* Problems and tasks *
• a. Answer these questions from the FUTURES tutorial, putting each answer on its own line:
(i) How many random points are sampled in undeveloped areas?
(ii) What separator does the output file potential.csv use?
(iii) What range do the values of the raster created by r.futures.potsurface fall within?
• b. Please copy the FUTURES tutorial word for word, from "For this tutorial, the" to "from 0 to 1.".

══ Document

We will sample the predictors and the response variable with 5000 random points in undeveloped areas and 1000 points in newly developed areas:

r.sample.category input=urban_change_clip output=sampling sampled=counties,devpressure_0_5_92,slope,road_dens_perc,forest_1992_smooth_perc,dist_to_water_km,dist_to_protected_km,dist_interchanges_km,travel_time_cities npoints=5000,1000

The attribute table can be exported as CSV file (not necessary step):

v.db.select map=sampling columns=counties,devpressure_0_5_92,slope,road_dens_perc,forest_1992_smooth_perc,dist_to_water_km,dist_to_protected_km,dist_interchanges_km,travel_time_cities separator=comma file=samples.csv

Development potential

Now we find best model for predicting urbanization using r.futures.potential which wraps an R script.

We can run R dredge function to find "best" model. We can specify minimum and maximum number of predictors the final model should use.

r.futures.potential -d input=sampling output=potential.csv columns=devpressure_0_5_92,slope,road_dens_perc,forest_1992_smooth_perc,dist_to_water_km,dist_to_protected_km,dist_interchanges_km,travel_time_cities developed_column=urban_change_clip subregions_column=counties min_variables=4

Also, we can play with different combinations of predictors, for example:

r.futures.potential input=sampling output=potential.csv columns=devpressure_0_5_92,forest_1992_smooth_perc,road_dens_perc,dist_to_water_km developed_column=urban_change_clip subregions_column=counties --o
r.futures.potential input=sampling output=potential.csv columns=devpressure_0_5_92,forest_1992_smooth_perc,road_dens_perc,dist_to_water_km,dist_to_protected_km developed_column=urban_change_clip subregions_column=counties --o
...

You can then open the output file potential.csv, which is a CSV file with tabs as separators.

For this tutorial, the final potential is created with:

r.futures.potential input=sampling output=potential.csv columns=devpressure_0_5_92,road_dens_perc,forest_1992_smooth_perc,dist_to_water_km,dist_to_protected_km developed_column=urban_change_clip subregions_column=counties --o


FUTURES site suitability modeled by r.futures.potential and computed by r.futures.potsurface

We can now visualize the suitability surface using module r.futures.potsurface. It creates initial development potential (suitability) raster from predictors and model coefficients and serves only for evaluating development Potential model. The values of the resulting raster range from 0 to 1.

════
══ Data section

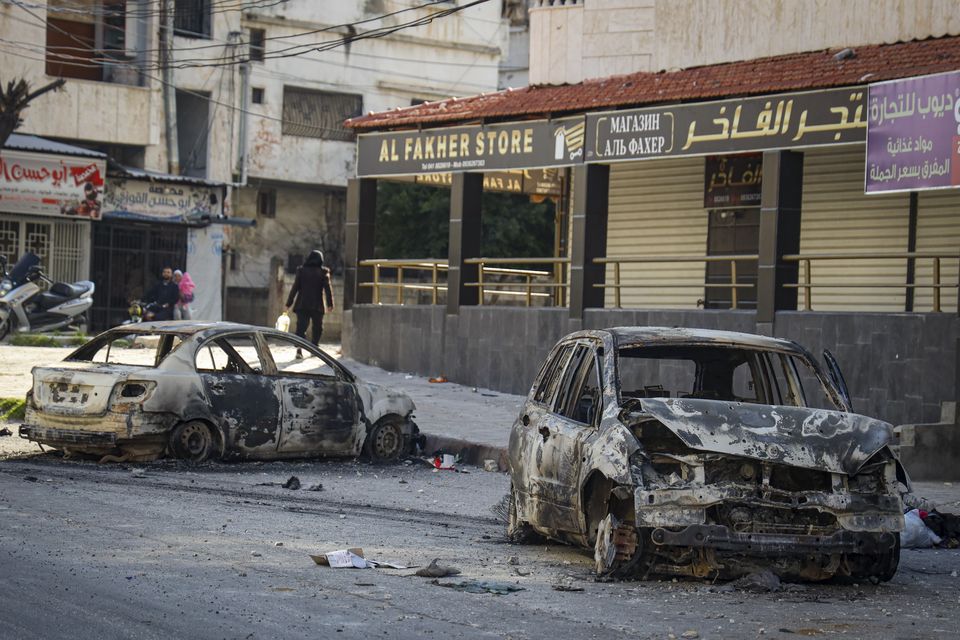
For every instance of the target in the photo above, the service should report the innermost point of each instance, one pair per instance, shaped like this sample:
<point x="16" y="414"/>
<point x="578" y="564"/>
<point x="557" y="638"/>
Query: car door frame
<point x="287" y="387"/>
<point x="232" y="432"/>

════

* Final results *
• a.
(i) 5000
(ii) Tabs
(iii) 0 to 1

• b.
For this tutorial, the final potential is created with:

r.futures.potential input=sampling output=potential.csv columns=devpressure_0_5_92,road_dens_perc,forest_1992_smooth_perc,dist_to_water_km,dist_to_protected_km developed_column=urban_change_clip subregions_column=counties --o


FUTURES site suitability modeled by r.futures.potential and computed by r.futures.potsurface

We can now visualize the suitability surface using module r.futures.potsurface. It creates initial development potential (suitability) raster from predictors and model coefficients and serves only for evaluating development Potential model. The values of the resulting raster range from 0 to 1.